__Task statement__. Convert every line of the items below into a numbered list, one line per entry, omitting blank lines and leaving out the pictures.

__Data entries__.
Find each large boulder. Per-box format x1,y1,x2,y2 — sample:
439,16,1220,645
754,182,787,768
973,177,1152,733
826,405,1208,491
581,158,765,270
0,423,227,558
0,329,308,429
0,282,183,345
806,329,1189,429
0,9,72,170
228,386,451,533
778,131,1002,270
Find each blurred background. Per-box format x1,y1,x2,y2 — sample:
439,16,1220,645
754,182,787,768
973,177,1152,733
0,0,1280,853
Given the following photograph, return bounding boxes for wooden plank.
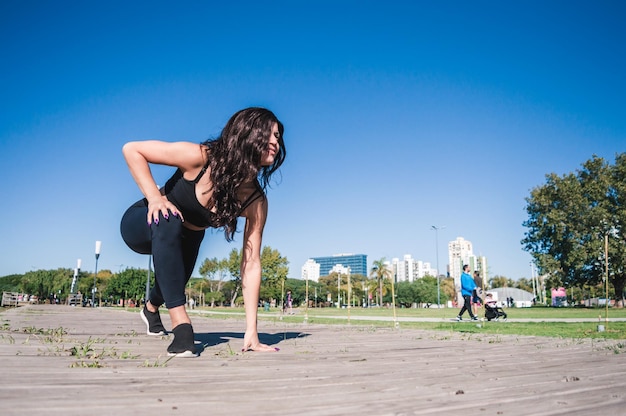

__Correct result__.
1. Find each large boulder. Per-box format x1,y1,x2,y2 — sample:
2. 439,16,1220,645
3. 754,182,787,768
4. 973,177,1152,733
5. 826,405,1208,491
6. 581,158,765,270
7. 0,423,227,558
8. 0,329,308,429
9. 0,282,183,345
10. 806,329,1189,429
11. 0,9,72,170
12. 228,386,451,533
13. 778,131,1002,270
14. Find each blurred background. Per-box format x1,y1,x2,y2 — sample:
15. 439,16,1220,645
16. 754,182,787,768
17. 973,177,1152,733
18. 0,0,1280,853
19. Given the following photograph, return bounding boxes for wooden plank.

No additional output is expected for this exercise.